New Developer Metrics for Open Source Software Development Challenges: An Empirical Study of Project Recommendation Systems

Appl. Sci. 2021, 11(3), 920; https://doi.org/10.3390/app11030920
by Abdulkadir Şeker 1,2,*, Banu Diri 3 and Halil Arslan 1
Reviewer 1: Anonymous
Reviewer 2: Anonymous
Reviewer 3: Anonymous
Reviewer 4: Anonymous
Appl. Sci. 2021, 11(3), 920; https://doi.org/10.3390/app11030920
Submission received: 28 November 2020 / Revised: 6 January 2021 / Accepted: 15 January 2021 / Published: 20 January 2021
(This article belongs to the Special Issue Knowledge Retrieval and Reuse Ⅱ)

Round 1

Reviewer 1 Report

The authors propose the use of developer metrics taken from activities contained within Open Source Software Projects (OSS) as a means of providing a project recommendation system. It seems like the created metrics work well in providing recommendations based on the evaluation performed.

The background does not link the papers together, other than by assuming that each portion of an OSS project that has been examined in the literature can be used as a metric.

I would appreciate additional references into studies on how these metrics contribute or how they may interact, such as the one found at (https://doi.org/10.3390/systems8030028). While this focuses more on user trust, it does examine the metrics associated with what users believe are good OSS projects, which are likely also to be needed for a recommendation system. The background reads more as a justification that the metrics shown in Table 1 have been examined rather than showing that they are actually useful. It is possible the papers referenced do this, but this is not clear in the background.

I really appreciate the use of the GitDataSCP dataset. It was not clear in the background that those studies were not using a sparse dataset, which would have been nice.

Overall, there is not enough detail in most of the descriptions in sections 3 and 4 to fully understand what is being done. I am confused with how the recommendation system works. Section 3.2 “The Recommendation Model” does not seem to actually define the recommendation model, instead focusing on the normalization method for the metric matrix. It looks like, in Sections 3.3 and 3.4, you are using the watching metric to evaluate if a recommendation was good, but also calculating unrated projects, implying that the recommendation system is based on the calculations of the similarity ratings. If this is the case, why would watching not be factored into the recommendations? It seems like watching a project shows interest. It seems like a better method for evaluating recommendations is needed, possibly by checking new projects the developers have worked on after the GitDataSCP information was grabbed.

#### Extracted information:

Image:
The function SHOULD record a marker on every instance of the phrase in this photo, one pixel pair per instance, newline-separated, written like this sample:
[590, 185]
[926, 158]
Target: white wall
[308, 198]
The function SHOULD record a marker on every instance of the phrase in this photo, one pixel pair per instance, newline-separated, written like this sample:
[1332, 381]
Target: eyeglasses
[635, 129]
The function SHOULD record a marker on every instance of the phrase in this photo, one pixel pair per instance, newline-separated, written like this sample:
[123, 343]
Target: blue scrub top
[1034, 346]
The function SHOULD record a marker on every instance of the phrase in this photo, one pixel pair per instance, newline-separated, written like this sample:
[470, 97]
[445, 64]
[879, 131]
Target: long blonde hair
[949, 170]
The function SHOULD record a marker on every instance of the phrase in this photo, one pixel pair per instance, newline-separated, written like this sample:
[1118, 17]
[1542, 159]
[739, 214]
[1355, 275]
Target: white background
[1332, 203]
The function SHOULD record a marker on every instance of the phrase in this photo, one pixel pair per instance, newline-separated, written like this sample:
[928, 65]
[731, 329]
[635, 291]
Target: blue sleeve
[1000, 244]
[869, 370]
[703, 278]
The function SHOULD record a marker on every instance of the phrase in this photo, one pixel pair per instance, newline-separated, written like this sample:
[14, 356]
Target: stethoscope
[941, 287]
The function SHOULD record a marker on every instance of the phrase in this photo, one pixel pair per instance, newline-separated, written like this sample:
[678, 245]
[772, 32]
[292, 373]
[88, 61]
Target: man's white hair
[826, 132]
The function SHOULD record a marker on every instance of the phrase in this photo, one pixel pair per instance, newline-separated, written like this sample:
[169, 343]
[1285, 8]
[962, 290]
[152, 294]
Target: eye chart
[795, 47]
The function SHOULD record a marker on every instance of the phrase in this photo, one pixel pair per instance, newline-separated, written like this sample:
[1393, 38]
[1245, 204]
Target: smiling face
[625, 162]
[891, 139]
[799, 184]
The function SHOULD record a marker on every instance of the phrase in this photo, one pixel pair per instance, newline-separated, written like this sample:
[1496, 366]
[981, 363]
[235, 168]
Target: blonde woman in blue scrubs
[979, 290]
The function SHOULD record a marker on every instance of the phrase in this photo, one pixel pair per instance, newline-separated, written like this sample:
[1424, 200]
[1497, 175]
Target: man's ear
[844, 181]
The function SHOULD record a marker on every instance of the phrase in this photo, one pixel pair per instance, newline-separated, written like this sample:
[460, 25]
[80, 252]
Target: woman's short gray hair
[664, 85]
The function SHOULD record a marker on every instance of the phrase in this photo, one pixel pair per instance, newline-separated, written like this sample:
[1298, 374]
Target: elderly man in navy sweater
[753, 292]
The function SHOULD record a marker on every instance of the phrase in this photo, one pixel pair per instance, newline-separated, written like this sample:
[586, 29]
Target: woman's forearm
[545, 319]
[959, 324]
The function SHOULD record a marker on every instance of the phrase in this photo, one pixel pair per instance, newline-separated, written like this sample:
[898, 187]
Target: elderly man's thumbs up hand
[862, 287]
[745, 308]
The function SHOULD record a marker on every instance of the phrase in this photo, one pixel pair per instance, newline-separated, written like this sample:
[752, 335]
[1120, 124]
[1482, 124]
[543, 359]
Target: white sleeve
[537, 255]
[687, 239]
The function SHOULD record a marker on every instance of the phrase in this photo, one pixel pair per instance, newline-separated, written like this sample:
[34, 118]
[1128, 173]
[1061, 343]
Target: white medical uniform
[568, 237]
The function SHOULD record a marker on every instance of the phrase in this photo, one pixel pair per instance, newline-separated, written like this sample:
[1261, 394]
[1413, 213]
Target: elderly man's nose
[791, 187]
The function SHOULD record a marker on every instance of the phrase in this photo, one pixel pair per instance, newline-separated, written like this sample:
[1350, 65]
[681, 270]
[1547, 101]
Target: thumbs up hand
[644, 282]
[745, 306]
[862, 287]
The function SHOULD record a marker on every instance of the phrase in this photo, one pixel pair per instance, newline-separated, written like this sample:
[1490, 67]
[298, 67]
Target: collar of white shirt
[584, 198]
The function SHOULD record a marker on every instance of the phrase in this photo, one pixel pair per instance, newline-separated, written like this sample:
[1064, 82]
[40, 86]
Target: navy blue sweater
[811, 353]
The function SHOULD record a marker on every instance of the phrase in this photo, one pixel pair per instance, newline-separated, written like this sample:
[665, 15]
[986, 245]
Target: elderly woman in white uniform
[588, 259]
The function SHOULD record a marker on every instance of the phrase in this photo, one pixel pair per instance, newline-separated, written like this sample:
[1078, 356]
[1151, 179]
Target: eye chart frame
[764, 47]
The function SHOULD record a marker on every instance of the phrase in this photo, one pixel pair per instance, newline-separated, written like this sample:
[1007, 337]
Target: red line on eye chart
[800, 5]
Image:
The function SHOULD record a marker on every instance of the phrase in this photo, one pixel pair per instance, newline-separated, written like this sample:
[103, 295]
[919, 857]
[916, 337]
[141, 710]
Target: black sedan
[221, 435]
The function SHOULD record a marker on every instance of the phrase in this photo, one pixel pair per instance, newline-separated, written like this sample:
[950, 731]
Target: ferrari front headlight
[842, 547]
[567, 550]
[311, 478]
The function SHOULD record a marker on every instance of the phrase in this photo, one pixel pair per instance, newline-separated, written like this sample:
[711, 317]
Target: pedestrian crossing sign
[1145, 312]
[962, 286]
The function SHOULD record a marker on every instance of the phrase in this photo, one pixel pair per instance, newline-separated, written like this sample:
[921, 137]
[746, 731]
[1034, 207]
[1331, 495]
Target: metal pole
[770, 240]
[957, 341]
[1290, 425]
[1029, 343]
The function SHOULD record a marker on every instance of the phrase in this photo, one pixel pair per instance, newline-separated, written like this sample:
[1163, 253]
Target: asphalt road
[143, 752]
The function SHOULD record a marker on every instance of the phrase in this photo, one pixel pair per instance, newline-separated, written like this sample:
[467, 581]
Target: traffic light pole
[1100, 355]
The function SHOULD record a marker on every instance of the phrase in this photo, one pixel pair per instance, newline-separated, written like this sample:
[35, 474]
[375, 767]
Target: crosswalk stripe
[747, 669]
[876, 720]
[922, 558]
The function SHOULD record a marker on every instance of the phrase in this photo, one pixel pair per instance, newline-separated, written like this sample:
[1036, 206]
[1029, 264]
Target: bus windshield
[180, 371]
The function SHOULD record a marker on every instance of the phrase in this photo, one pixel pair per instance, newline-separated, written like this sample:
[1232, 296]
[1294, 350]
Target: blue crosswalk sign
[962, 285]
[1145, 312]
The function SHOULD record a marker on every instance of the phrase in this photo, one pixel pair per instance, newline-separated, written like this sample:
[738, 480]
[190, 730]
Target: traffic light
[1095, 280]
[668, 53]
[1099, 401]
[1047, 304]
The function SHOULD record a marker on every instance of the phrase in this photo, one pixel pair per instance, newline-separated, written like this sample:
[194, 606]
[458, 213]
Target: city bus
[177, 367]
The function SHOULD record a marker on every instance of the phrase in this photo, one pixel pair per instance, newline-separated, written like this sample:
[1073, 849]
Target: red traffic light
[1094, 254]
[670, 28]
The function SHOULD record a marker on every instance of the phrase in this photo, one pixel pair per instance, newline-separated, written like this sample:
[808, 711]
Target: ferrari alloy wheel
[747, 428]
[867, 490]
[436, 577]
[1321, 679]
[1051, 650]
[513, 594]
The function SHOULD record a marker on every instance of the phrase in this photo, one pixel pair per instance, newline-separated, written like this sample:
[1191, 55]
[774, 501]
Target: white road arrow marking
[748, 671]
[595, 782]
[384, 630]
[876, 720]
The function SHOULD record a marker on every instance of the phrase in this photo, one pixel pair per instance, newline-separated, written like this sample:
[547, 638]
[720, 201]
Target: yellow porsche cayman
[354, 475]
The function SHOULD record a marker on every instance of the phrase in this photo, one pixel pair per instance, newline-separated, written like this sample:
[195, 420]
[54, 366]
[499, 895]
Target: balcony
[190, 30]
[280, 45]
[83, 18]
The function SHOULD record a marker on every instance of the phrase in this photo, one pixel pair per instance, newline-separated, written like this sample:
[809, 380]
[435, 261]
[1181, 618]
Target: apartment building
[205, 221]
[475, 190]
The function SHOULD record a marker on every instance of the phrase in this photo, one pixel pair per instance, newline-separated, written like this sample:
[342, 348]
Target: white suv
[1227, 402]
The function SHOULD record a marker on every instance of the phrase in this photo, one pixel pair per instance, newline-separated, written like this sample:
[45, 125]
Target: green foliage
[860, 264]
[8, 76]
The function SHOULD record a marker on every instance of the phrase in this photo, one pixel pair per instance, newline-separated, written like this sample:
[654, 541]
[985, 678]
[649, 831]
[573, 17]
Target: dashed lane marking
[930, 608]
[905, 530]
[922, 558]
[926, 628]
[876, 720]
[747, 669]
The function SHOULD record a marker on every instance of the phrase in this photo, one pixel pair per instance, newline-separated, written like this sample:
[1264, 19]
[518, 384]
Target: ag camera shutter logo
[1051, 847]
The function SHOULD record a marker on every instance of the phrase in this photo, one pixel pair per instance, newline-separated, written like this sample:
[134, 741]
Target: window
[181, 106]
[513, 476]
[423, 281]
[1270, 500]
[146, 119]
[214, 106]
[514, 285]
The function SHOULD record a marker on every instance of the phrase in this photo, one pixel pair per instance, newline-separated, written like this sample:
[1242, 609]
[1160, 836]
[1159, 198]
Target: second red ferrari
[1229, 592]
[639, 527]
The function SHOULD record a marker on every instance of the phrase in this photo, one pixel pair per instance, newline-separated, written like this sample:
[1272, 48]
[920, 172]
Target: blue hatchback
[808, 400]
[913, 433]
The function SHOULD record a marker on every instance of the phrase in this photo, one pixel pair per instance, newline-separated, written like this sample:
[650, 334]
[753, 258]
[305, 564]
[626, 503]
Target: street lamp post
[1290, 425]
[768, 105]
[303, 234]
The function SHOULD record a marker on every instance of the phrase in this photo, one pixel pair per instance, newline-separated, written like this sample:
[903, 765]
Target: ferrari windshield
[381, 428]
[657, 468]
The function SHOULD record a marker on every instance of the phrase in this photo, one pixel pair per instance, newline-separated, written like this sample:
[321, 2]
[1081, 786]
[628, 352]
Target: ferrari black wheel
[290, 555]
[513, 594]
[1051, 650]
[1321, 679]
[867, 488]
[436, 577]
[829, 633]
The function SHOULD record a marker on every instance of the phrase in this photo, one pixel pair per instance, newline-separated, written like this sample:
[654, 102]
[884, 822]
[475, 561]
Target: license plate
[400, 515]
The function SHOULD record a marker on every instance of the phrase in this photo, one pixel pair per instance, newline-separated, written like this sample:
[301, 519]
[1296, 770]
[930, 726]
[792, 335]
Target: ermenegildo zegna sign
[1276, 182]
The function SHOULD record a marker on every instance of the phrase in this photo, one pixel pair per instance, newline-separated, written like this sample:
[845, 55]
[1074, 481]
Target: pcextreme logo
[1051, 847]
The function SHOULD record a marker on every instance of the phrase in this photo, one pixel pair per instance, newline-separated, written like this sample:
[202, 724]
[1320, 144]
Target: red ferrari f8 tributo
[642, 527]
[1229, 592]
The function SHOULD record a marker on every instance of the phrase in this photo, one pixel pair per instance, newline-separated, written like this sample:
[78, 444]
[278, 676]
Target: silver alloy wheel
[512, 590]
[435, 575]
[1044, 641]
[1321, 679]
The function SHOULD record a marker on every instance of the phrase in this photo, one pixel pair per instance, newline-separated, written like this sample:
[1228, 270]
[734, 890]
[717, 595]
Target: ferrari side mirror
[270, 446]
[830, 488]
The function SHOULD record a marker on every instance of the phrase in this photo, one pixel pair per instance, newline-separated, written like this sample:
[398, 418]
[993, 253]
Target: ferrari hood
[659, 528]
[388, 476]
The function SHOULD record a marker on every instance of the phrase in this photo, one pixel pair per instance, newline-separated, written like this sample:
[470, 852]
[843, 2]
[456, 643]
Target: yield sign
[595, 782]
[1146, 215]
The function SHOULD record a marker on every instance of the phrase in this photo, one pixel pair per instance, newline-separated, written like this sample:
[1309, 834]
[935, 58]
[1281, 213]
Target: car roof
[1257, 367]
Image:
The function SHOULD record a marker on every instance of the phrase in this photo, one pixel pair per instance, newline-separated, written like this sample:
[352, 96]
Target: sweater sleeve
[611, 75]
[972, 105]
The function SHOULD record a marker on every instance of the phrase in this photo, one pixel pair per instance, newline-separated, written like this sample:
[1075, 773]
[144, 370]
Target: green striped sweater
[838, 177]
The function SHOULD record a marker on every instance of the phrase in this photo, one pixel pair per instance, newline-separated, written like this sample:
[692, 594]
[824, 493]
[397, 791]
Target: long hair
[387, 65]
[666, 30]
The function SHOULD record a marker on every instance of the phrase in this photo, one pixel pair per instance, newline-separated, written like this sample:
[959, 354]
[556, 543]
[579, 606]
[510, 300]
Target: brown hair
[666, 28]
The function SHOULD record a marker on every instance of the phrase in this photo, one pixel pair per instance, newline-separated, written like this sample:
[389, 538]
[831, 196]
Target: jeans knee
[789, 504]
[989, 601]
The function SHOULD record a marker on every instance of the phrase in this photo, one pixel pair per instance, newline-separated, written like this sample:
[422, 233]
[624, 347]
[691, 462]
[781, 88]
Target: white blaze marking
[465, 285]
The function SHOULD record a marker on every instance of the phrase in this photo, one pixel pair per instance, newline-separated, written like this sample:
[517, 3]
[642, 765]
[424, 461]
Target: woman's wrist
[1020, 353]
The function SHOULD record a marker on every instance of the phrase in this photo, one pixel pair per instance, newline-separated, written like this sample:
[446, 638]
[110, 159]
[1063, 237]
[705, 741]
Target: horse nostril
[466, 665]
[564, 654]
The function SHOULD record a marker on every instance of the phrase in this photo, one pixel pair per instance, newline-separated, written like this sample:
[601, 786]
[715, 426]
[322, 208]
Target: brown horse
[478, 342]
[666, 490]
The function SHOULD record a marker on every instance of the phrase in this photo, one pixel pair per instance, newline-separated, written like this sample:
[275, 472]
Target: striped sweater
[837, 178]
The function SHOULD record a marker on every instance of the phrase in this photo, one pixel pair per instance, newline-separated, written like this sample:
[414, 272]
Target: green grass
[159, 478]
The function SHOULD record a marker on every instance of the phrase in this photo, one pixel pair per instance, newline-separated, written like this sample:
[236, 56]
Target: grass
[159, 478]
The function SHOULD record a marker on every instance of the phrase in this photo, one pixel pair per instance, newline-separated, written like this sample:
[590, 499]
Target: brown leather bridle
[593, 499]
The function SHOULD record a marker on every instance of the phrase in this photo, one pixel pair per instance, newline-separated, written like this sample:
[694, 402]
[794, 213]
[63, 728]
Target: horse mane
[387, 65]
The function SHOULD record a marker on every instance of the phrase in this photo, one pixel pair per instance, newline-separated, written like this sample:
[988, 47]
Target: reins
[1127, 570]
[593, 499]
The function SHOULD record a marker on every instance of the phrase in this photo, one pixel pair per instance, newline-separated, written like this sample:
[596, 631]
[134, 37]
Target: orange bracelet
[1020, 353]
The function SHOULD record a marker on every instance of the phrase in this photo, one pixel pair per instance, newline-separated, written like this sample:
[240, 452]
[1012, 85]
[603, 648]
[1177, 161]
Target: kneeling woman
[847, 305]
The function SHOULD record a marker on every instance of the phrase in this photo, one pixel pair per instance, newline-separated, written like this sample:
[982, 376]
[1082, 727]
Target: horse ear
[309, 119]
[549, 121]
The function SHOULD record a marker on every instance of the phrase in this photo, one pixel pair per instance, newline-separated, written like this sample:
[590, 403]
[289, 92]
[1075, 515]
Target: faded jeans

#### What you will do:
**1.** Count the lines in the rows that contain the string "long", treating case as significant, and reply with the number only.
**2.** Continue the reviewer report on the open source project recommendation study from the point where it ends.
The text and the rows are unrelated to each other.

#### Answers to the tasks:
**1.** 2

**2.**
Author Response

Thank you for your all supportive comments. 

The responses are in the attached document.

Please see the attachment.

Author Response File: Author Response.pdf

Reviewer 2 Report

Very interesting article. Innovative in the research area and with great relevance. Very well written, clear and methodologically well designed. A good contribution.

Author Response

Thank you for your all supportive comments. 

The responses are in the attached document.

Please see the attachment.

Author Response File: Author Response.pdf

Reviewer 3 Report

In the paper, the authors demonstrate that was created an item-based project recommendation system to solve the issues which is the GitHub project recommendation and to combine similar properties or activities, as like RQ1~RQ4 author propose to.

Most of important thing is how to compare with between the documents. About these things, Authors proposed to based on tf-idf and cosine similarity.

These method have problem which is only using word counts when they make their matrics.
Also, when calculating the metirc, a value of 0 may appear if a lot of same words are counted, because it is using IDF.
So, the researchers who regarding this issue are trying to overcome these problems.

In this focus, this paper is an interesting paper.

Other researchers sometimes study by changing to algorithms like Word2Vec in this regard.

Since various evaluation items are calculated and provided in this study, the above may be treated less importantly, but comparison between documents is a very difficult problem, and is seen as a key part of this paper in terms of algorithms.

If the research on this is supplemented, I think it will be better.

Author Response

Thank you for your all supportive comments. 

The responses are in the attached document.

Please see the attachment.

Author Response File: Author Response.pdf

Reviewer 4 Report

In the paper "New developer metrics for open-source software development challenges: An empirical study of project recommendation system" the authors made an interesting attempt to create new metrics for open-source projects recommendation. Their research base on the data from the most popular open-source code repository GitHub. Firstly they analyzed literature about existing solutions (like stars, forks, etc.). Then the dataset of 100 developers and 41,280 projects have been taken and used to find similarity scores between projects. Finally, two evaluation methods (watch/fork and language-based) have been evaluated. Developer metrics scores were clearly described and presented in tables and figures.
Research presented in the article matches the journal "Applied Sciences".

Author Response

Thank you for your all supportive comments.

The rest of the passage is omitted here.